> **Challenges**:
**a)** Answer these questions using the Pelee Island race account:
(i) What did the clock show as the runner approached the finish line?
(ii) On what date did the group travel to Pelee Island?
(iii) How many people does the cottage comfortably sleep, and how many stayed in it?
**b)** Resume the Pelee Island race account, starting after its last sentence.

> **Quoted passage**:
It shouldn't have happened. I don't know how I ran so fast, under those conditions - were my thoughts after the race. I like to think that I do all the right things to prepare for a strong race - the usual things - get enough sleep, warm-up, make sure the race nutrition is ok, dress properly for the weather, etc. but I didn't do any of those things and still managed over a 2 minute PB. Yeah, I was confused...and VERY excited that things went my way. I didn't think I was running that fast as it was happening either - so imagine my surprise when I approached the finish line and the clock was saying 1:31 high. Just a wonderful feeling.
On Friday May 29, 2015, a large group of Harriers traveled to Pelee island to run the Pelee Island Half Marathon. Greg and I were among the group. We had arranged to have a child-free weekend. My parents happily invited the kids for a "sleepover at Grandmas" for the weekend. Thanks so much Mom and Dad.
We rented the same cottage as last year. We love that cottage. It's right on the lake, and you have a beautiful view through every window. It comfortably sleeps 7, and we crammed 10 of us in there. It's fun being creative with sleeping arrangements. It's good Andrew, Sandy, Joyce, and Rose weren't picky where they slept or what they slept on.

> **Raw data**:
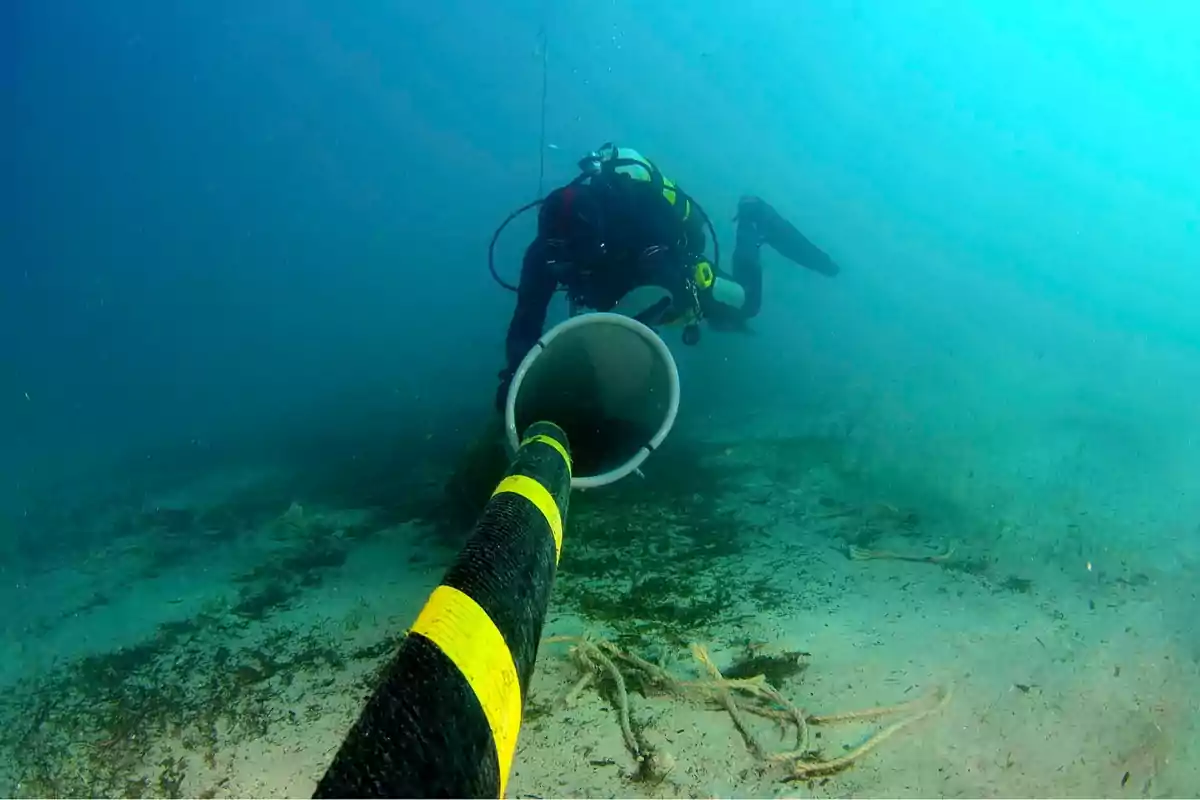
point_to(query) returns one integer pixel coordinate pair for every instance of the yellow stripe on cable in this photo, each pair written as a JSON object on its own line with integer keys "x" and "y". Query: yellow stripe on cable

> **Written responses**:
**a)**
(i) 1:31 high
(ii) Friday May 29, 2015
(iii) It comfortably sleeps 7, and 10 stayed in it.

**b)**
On the first night, we all gathered at Fran, Dave, and Paula's cottage for a beach bonfire. We were all excited about the weekend, and talking about our plans for the race. My plan was to run faster than the 1:38 I ran last year. I wanted to come in at around 1:35. That would be about a 4:30-4:40 per kilometer pace. I didn't really have any direct instructions from my coach Derrick, except start off at last years pace and increase from there. Greg wanted a faster time than last year, and was going to run a 4:30 pace. Steve was aiming to break 1:30. Sharon wanted to be under 2 hours. Andrew wanted a PB. George was nursing an injury and was hoping to finish. Those were the plans. We were all hoping that we could carry them out during the race.
On Saturday morning, we traveled as a group to the registration area to pick up our kits. Then we headed to Fish Point Provincial Park to take a hike to the most southern point in Canada. On the trail leading to the beach, the forest floor was covered in purple wildflowers that smelled amazing - but it was really buggy so we hiked quickly. On the beach we came across a dune buggy that was stuck, so a bunch of Harriers jumped in the water and helped push it out. Way to go dune buggy heros!
Saturday afternoon was a quiet one. We were following the weather, but Sharon and I just chose to believe whatever forecast was more positive to our situation. "Tomorrow -Cloudy with showers beginning at noon". We liked that one. It was still a gorgeous afternoon. Most of our cottage crew went on a wine tour and tasting trip at the winery. Greg and I decided to drive the course, and figure out a race plan. The course was essentially the perimeter of the island. It went in a large square on gravel country roads. It was absolutely flat. I thought I would try and stay with Greg as he runs his 4:30's, then when we round the corner at 16k we'll push until the finish. When we returned to the cottage, George and Terri were there. I made coffee, and we all sat and chatted in the sunroom. That's when the rain started.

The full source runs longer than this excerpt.